**Problem statement:** Transcribe without alteration the lines below, starting at the line that contains "Task: If you could tag each instance of the glass" and ending at the line that contains "<point>4,227</point>", with both of those lines included.

** Start Input data **

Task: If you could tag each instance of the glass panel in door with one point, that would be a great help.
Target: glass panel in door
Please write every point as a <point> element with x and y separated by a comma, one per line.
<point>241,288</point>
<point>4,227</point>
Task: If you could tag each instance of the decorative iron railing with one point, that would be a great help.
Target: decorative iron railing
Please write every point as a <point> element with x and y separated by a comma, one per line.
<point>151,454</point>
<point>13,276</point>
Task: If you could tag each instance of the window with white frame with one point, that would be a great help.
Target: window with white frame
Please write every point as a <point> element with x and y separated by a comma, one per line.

** End Input data **
** Start Input data **

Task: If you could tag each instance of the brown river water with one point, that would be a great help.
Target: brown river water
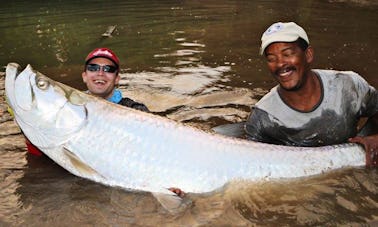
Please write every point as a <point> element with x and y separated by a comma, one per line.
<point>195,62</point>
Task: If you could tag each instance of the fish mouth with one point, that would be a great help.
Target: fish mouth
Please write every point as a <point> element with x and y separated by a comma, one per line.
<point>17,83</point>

** End Input data **

**Answer:**
Task: If you could tag each instance of the glass panel in door with one point, that would be a great help.
Target: glass panel in door
Please write every point as a <point> element with x and y separated by a comma, one per line.
<point>241,288</point>
<point>4,227</point>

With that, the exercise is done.